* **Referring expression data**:
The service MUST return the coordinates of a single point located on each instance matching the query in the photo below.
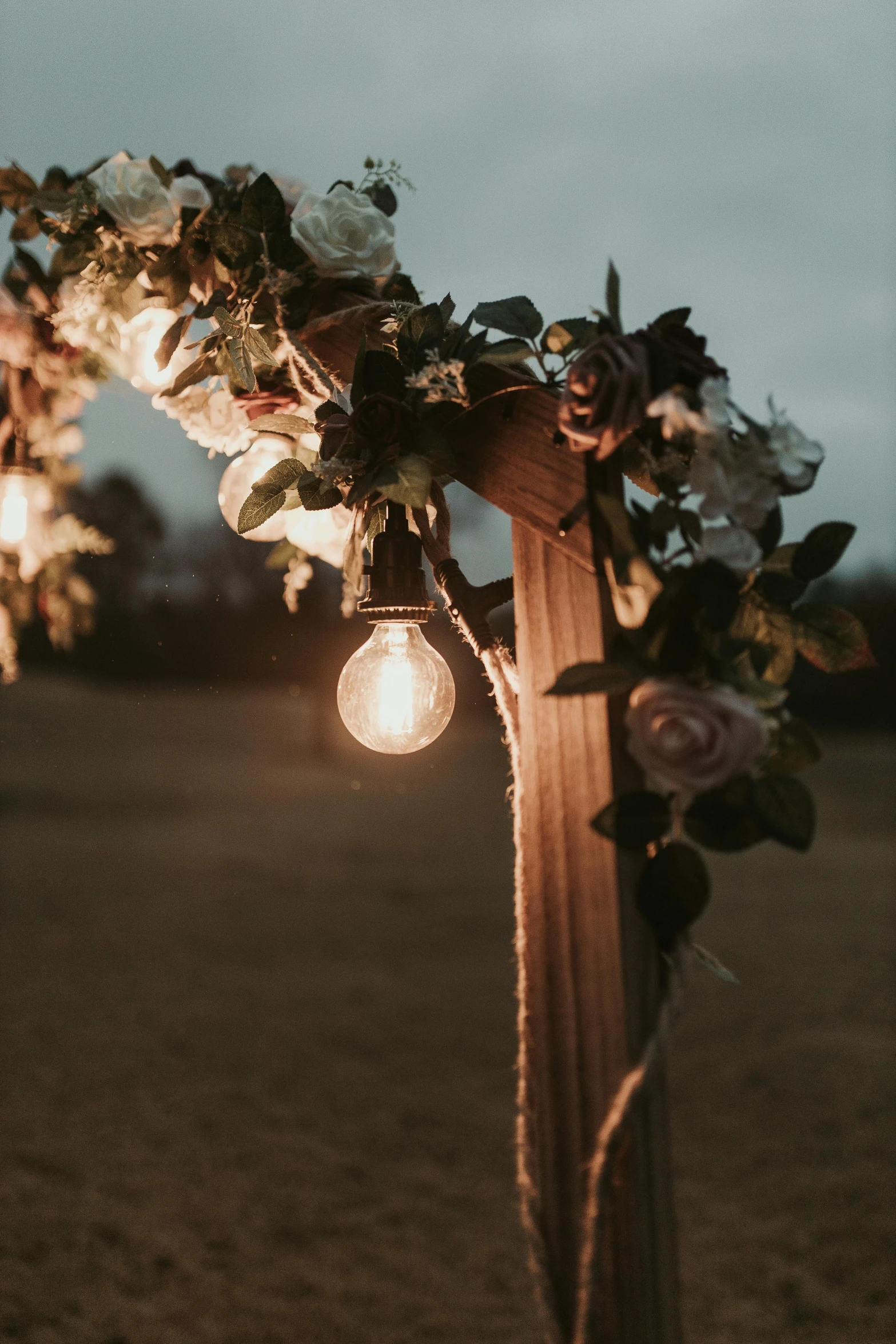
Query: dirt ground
(257, 1041)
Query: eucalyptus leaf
(795, 747)
(242, 363)
(635, 820)
(708, 960)
(257, 510)
(832, 639)
(516, 316)
(171, 340)
(786, 809)
(723, 819)
(593, 679)
(289, 425)
(258, 350)
(613, 296)
(511, 351)
(674, 890)
(195, 373)
(408, 480)
(281, 476)
(280, 555)
(821, 550)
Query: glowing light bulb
(395, 694)
(140, 340)
(240, 478)
(320, 532)
(14, 514)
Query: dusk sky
(732, 155)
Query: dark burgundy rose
(379, 420)
(606, 394)
(678, 355)
(332, 431)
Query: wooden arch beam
(587, 963)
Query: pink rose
(692, 739)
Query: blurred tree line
(202, 608)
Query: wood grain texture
(587, 963)
(587, 980)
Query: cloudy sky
(734, 155)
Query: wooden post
(587, 964)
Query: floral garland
(711, 608)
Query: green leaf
(258, 508)
(408, 480)
(708, 960)
(195, 373)
(674, 890)
(786, 809)
(593, 679)
(614, 512)
(613, 296)
(288, 425)
(797, 747)
(723, 819)
(358, 375)
(516, 316)
(164, 175)
(171, 340)
(257, 348)
(511, 351)
(781, 559)
(280, 557)
(821, 550)
(242, 363)
(282, 476)
(568, 333)
(635, 820)
(233, 245)
(672, 317)
(832, 639)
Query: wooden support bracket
(587, 963)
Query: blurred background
(257, 995)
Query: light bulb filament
(397, 695)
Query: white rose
(731, 546)
(190, 193)
(797, 458)
(209, 419)
(17, 332)
(135, 198)
(692, 739)
(344, 233)
(320, 532)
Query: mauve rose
(606, 393)
(379, 420)
(683, 356)
(691, 739)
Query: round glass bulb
(140, 340)
(237, 483)
(397, 694)
(320, 532)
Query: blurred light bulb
(14, 514)
(140, 339)
(238, 480)
(320, 532)
(395, 694)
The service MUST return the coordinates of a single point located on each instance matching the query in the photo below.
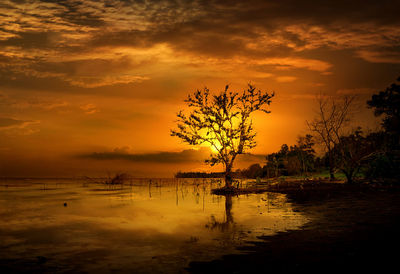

* **Task prompt**:
Print all entries exactly; skip the pictures.

* **Task output**:
The service MUST return the coordinates of a single point located on each instance matching the query in the photo below.
Query: dirt ground
(257, 1041)
Query: eucalyptus leaf
(795, 747)
(242, 363)
(635, 820)
(708, 960)
(257, 510)
(832, 639)
(516, 316)
(171, 340)
(786, 809)
(723, 819)
(593, 679)
(289, 425)
(258, 350)
(613, 296)
(511, 351)
(674, 890)
(195, 373)
(408, 480)
(281, 476)
(280, 555)
(821, 550)
Query: glowing light bulb
(395, 694)
(140, 340)
(240, 478)
(320, 532)
(14, 514)
Query: dusk sky
(732, 155)
Query: dark burgundy rose
(379, 420)
(606, 394)
(678, 355)
(332, 431)
Query: wooden arch beam
(587, 963)
Query: pink rose
(692, 739)
Query: blurred tree line
(202, 608)
Query: wood grain texture
(587, 963)
(587, 980)
Query: cloudy sky
(734, 155)
Query: wooden post
(587, 964)
Query: floral garland
(711, 608)
Query: green leaf
(258, 508)
(408, 480)
(708, 960)
(195, 373)
(674, 890)
(786, 809)
(593, 679)
(614, 512)
(613, 296)
(288, 425)
(797, 747)
(723, 819)
(358, 375)
(516, 316)
(164, 175)
(171, 340)
(257, 348)
(511, 351)
(781, 559)
(280, 557)
(821, 550)
(242, 363)
(282, 476)
(568, 333)
(635, 820)
(233, 245)
(672, 317)
(832, 639)
Query: wooden support bracket
(587, 963)
Query: blurred background
(257, 995)
Query: light bulb filament
(397, 695)
Query: white rose
(731, 546)
(190, 193)
(797, 458)
(209, 419)
(17, 332)
(135, 198)
(692, 739)
(344, 233)
(320, 532)
Query: mauve rose
(606, 393)
(379, 420)
(683, 356)
(691, 739)
Query: round glass bulb
(140, 340)
(237, 483)
(397, 694)
(320, 532)
Query: blurred light bulb
(14, 514)
(140, 339)
(238, 480)
(320, 532)
(395, 694)
The service MUST return the coordinates of a single point located on each instance matching the query in the photo below.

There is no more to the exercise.